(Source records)

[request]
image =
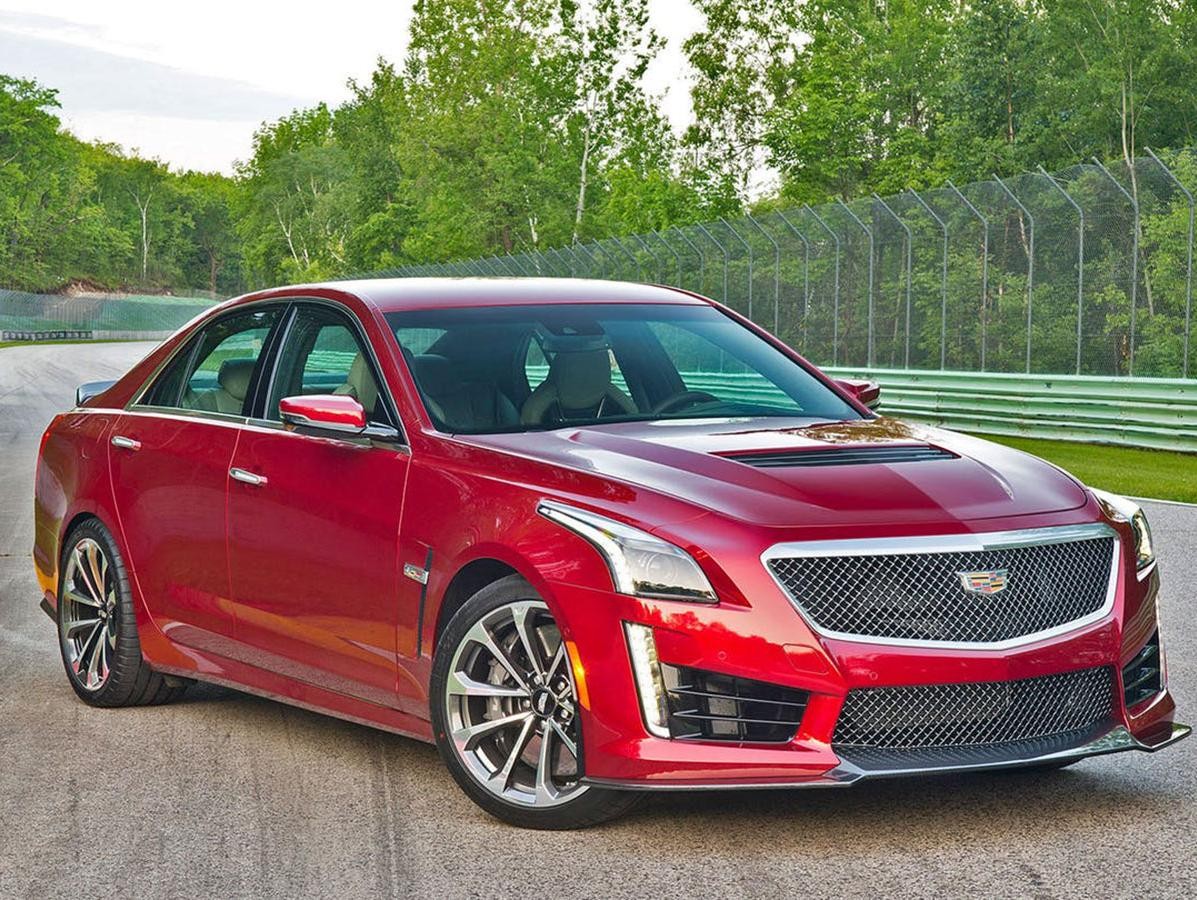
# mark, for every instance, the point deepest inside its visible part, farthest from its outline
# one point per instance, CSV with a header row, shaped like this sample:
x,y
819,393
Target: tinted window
x,y
521,368
216,371
323,354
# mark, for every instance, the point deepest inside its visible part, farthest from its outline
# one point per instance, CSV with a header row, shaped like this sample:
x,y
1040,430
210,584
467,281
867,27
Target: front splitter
x,y
849,771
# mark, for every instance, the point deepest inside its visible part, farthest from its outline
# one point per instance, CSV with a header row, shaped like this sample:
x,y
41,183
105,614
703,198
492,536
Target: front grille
x,y
844,456
1142,676
976,713
922,596
708,706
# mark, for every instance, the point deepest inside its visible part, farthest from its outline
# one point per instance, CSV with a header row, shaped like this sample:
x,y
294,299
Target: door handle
x,y
248,478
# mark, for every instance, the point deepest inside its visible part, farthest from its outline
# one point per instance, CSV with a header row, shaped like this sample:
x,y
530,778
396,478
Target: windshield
x,y
486,370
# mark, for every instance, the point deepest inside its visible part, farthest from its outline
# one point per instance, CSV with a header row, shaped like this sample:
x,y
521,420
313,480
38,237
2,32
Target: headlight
x,y
640,565
1122,509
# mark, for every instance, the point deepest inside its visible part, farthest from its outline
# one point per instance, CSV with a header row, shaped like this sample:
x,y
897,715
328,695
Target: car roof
x,y
390,295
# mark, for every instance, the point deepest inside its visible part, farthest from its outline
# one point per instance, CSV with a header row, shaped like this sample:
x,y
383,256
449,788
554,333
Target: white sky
x,y
189,83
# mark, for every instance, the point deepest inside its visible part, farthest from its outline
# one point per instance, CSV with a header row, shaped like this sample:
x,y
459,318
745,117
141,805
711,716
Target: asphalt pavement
x,y
225,795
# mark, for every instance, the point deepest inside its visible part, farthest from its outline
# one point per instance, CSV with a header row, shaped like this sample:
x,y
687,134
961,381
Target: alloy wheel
x,y
87,614
511,706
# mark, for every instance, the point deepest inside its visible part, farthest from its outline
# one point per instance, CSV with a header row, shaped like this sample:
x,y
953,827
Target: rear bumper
x,y
850,771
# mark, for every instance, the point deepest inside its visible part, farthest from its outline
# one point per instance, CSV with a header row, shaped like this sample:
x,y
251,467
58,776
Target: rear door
x,y
169,456
314,529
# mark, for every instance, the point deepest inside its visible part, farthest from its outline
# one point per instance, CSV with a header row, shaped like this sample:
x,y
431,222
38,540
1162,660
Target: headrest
x,y
437,376
235,375
581,377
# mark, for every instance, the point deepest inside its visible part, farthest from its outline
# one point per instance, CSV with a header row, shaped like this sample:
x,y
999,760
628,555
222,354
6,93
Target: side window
x,y
323,354
216,372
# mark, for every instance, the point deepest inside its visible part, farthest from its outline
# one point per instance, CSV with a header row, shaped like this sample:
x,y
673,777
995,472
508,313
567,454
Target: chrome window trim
x,y
951,543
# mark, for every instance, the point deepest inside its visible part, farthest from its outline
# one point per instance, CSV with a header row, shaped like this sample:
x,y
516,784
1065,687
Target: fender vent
x,y
883,455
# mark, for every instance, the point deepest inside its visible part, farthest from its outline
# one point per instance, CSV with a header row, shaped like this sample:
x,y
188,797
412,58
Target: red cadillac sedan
x,y
590,539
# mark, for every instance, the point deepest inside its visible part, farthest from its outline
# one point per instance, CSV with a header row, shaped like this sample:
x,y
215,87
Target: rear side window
x,y
216,372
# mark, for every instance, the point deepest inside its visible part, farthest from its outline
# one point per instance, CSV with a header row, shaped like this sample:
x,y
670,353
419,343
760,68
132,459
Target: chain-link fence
x,y
1087,272
95,315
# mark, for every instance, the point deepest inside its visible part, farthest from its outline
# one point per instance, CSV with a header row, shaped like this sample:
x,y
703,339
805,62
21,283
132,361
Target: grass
x,y
1159,474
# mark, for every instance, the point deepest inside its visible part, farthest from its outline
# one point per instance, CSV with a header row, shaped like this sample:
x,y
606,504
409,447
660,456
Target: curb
x,y
1166,503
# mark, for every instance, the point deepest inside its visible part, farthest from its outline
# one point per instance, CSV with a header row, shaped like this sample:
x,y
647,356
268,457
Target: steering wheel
x,y
680,401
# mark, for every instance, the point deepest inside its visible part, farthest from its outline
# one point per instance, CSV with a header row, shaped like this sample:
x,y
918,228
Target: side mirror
x,y
867,393
335,413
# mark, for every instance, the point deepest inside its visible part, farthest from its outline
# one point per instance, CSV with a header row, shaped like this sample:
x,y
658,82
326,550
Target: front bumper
x,y
769,643
849,772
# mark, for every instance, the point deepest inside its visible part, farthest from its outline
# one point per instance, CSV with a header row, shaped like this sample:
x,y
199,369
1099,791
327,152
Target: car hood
x,y
688,460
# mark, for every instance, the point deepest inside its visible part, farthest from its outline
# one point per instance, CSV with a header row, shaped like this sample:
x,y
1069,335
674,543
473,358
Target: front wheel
x,y
505,713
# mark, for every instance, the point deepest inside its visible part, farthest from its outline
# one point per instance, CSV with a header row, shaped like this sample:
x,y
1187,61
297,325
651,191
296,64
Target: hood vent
x,y
879,455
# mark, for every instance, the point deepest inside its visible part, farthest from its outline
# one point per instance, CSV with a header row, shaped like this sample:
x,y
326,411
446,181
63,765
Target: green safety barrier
x,y
1159,413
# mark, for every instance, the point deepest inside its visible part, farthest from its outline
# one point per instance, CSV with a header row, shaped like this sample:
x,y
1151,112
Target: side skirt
x,y
308,697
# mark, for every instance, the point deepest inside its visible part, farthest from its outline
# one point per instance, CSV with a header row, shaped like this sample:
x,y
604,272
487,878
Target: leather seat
x,y
578,387
360,385
229,395
468,405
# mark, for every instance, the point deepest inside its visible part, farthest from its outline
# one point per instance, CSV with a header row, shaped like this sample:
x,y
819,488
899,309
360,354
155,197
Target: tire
x,y
97,627
523,772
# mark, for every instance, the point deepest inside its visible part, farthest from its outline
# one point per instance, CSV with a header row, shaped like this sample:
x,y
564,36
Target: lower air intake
x,y
976,713
1142,676
708,706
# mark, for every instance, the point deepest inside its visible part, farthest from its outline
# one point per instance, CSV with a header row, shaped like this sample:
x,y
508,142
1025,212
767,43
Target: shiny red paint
x,y
332,411
295,588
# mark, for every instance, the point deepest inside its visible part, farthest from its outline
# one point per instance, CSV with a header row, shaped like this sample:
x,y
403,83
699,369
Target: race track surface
x,y
225,795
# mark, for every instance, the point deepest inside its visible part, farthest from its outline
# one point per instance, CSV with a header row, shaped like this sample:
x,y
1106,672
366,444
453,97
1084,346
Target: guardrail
x,y
60,335
1158,413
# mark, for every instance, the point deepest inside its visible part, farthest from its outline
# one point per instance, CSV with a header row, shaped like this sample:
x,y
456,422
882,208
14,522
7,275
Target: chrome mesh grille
x,y
976,713
919,596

- _PROBLEM STATEMENT_: Output every entry exactly, leaving out pictures.

- _TASK RESULT_:
[request]
image =
# mark, for every instance, the point deepest inside its visible part, farthest from its outline
# one point per instance, CSV with a header row, shaped like this sample:
x,y
819,393
Target: tinted window
x,y
521,368
216,371
323,354
# mark, for every instance, the point deepest inside its visible part, farthest from its outline
# one point per instance, CSV with a header row, shaped like this sample:
x,y
1040,430
210,584
467,281
867,27
Target: front splitter
x,y
849,771
# mark, for every instance, the point deepest inside its visible part, farthest from its outline
# one point per instance, CSV with a header row, shaped like this sample:
x,y
41,183
105,614
703,198
492,536
Target: front grille
x,y
844,456
1142,676
976,713
922,596
708,706
# mark, for every instance, the point deepest inside its visible part, farthest from its outline
# one point per instance, CSV with a header row, shaped like this sample:
x,y
294,299
Target: door handle
x,y
248,478
# mark, for every instance, the point deepest inside its visible part, farthest from its outline
# one point per instance, CSV with a header row, shaped like this sample:
x,y
530,778
396,478
Target: windshield
x,y
486,370
# mark, for every instance, the point deepest inside its visible part, farthest from its outline
# one point per instance, CSV with a header row, shaped like this sample:
x,y
521,420
313,480
38,237
2,32
Target: headlight
x,y
640,565
1122,509
# mark, for every instance, the point deepest inside its visible part, farthest from its outline
# one point per instance, CSV with a header row, shaped like this sample:
x,y
897,715
328,695
Target: car roof
x,y
390,295
# mark, for every instance, the point deepest inside its visible part, farthest from its outline
# one point per instance, CSV with a header row, shaped like this sample:
x,y
383,256
449,788
554,333
Target: white sky
x,y
189,83
# mark, for every instance, the point deepest inside its visible part, farthest from its outline
# one point per instance, CSV with a header row, shaped like this sample:
x,y
459,318
745,117
141,805
711,716
Target: asphalt pavement
x,y
225,795
# mark, for every instance, the point deepest inside its visible part, farthest from its outline
# one point per instance, CSV with a header row, shaped like this sample:
x,y
687,134
961,381
Target: alloy wheel
x,y
87,614
511,706
# mark, for every instance, the point deepest inside its visible part, farthest from its outline
# one point per instance, CSV with a header row, shaped like this sample:
x,y
953,827
Target: rear bumper
x,y
850,771
# mark, for every instance, the point deepest inside its visible part, farthest from its outline
# one point per instance, CSV with a header row, shaped like this sample:
x,y
251,467
58,776
Target: rear door
x,y
169,456
314,529
# mark, for every instance, the point deepest inside its visible part, farthest from its outline
# one point per instance, CSV with a header row, shaped like this sample:
x,y
431,222
38,540
1162,660
Target: headrest
x,y
437,376
235,375
581,377
# mark, for every instance, the point deepest inside its visible part, farthest from its outline
# one point per instance, CSV with a header row, shaped like this sample:
x,y
999,760
628,555
222,354
6,93
Target: side window
x,y
323,354
216,372
# mark, for every instance, the point deepest inside its visible part, farthest from its outline
# one point per instance, CSV with a header row, shaped like this sample:
x,y
673,777
995,472
508,313
567,454
Target: chrome window trim
x,y
951,543
# mark, for every instance, the point deepest inside its visible part, farthest from its outline
# one point per instance, CSV with a header row, shaped like this sample:
x,y
516,784
1065,687
Target: fender vent
x,y
883,455
# mark, for every instance, the point deepest inside its visible part, farthest from its outline
# one point per instance, CSV with a header row, shaped like this sample:
x,y
188,797
412,58
Target: red cadillac sedan
x,y
590,539
# mark, for every instance, the point deepest inside its visible part, farthest from its outline
# one point per instance, CSV with a header row, shaped like this sample:
x,y
215,87
Target: rear side window
x,y
216,372
# mark, for every instance, the point deepest inside its visible part, farthest from its outline
# one point per instance, CSV with a header row, shaped like this sample:
x,y
670,353
419,343
760,68
132,459
Target: chain-link fence
x,y
1087,272
95,315
# mark, for every instance, the point deepest inside its visible part, farthest from its outline
# one point per instance, CSV with a header row, shaped like this sample:
x,y
703,339
805,62
21,283
132,361
Target: grass
x,y
1159,474
# mark, for every instance, the point deepest inside its visible part, farthest from its outline
# one point per instance, CSV with a header row, shaped like this sample:
x,y
606,504
409,447
660,456
Target: curb
x,y
1166,503
# mark, for every instance, the point deepest inside its visible part, farthest from its outline
# one point per instance, CSV with a header row, shaped like this sample:
x,y
647,356
268,457
Target: steering wheel
x,y
680,401
# mark, for every instance, the point deepest inside its visible part, farthest from its outline
# one point per instance, CSV with a header row, shaped like this sample:
x,y
918,228
Target: side mirror
x,y
867,393
335,413
# mark, for every instance, the point deepest inside its visible part, farthest from its outline
# one point per instance, CSV with a header row, shaped like this sample:
x,y
658,82
326,550
Target: front bumper
x,y
769,643
849,772
# mark, for every instance, the point deepest inside its visible part, farthest from its outline
# one point per instance, CSV with a header row, shaped like this sample:
x,y
199,369
1099,791
327,152
Target: car hood
x,y
688,460
# mark, for every instance, the point deepest inside its visible part, farthest from its outline
# one point per instance, CSV with a header row, shaped like this sample:
x,y
1069,335
674,543
473,358
Target: front wheel
x,y
505,713
# mark, for every instance, the point deepest inside its visible part, farthest from its outline
# one point per instance, CSV with a header row, shaped like this sample:
x,y
1187,61
297,325
651,191
296,64
Target: hood vent
x,y
879,455
# mark, for every instance, the point deepest inside its visible part, farthest from its outline
# one point per instance, CSV with a header row, shaped like this sample:
x,y
326,411
446,181
63,765
Target: green safety barrier
x,y
1159,413
# mark, for every instance, the point deepest inside its visible part, farthest from its outline
# one point per instance, CSV with a header row, shaped like this sample:
x,y
1151,112
Target: side skirt
x,y
308,697
# mark, for every instance, the point deepest inside its visible part, farthest from its outline
# one point per instance, CSV with a header row, shaped like this sample:
x,y
604,272
487,878
Target: leather seat
x,y
578,387
360,385
229,395
468,405
# mark, for every instance, the point deepest inside its visible part, farthest from its outline
# one point per instance, CSV with a header row, shaped like this sample:
x,y
819,488
899,309
360,354
155,197
Target: tire
x,y
97,627
523,772
# mark, for every instance, the point deepest inside its visible part, farthest from its outline
# one point per instance, CSV with a header row, shaped like this sample:
x,y
564,36
Target: lower air intake
x,y
976,713
1142,676
708,706
# mark, for every instance, the point deepest inside its visible part, farthest from its outline
# one point per instance, CSV with a header row, shaped like this sample:
x,y
508,142
1025,212
767,43
Target: shiny red paint
x,y
332,411
295,588
# mark, for every instance, the point deepest inside its visible part, farthest from its outline
# one point per instance, CSV with a header row, shaped like this sample:
x,y
403,83
699,369
Target: race track surface
x,y
225,795
# mark, for every instance, the point deepest inside its visible part, farthest from its outline
# one point per instance, CSV with a header row, shaped like this sample:
x,y
1106,672
366,444
453,97
1084,346
Target: guardrail
x,y
60,335
1158,413
# mark, for every instance, the point deepest inside its visible part, farthest from its outline
# one point per instance, CSV with a header row, shaped like this sample:
x,y
456,422
882,208
14,522
7,275
Target: chrome mesh grille
x,y
976,713
919,596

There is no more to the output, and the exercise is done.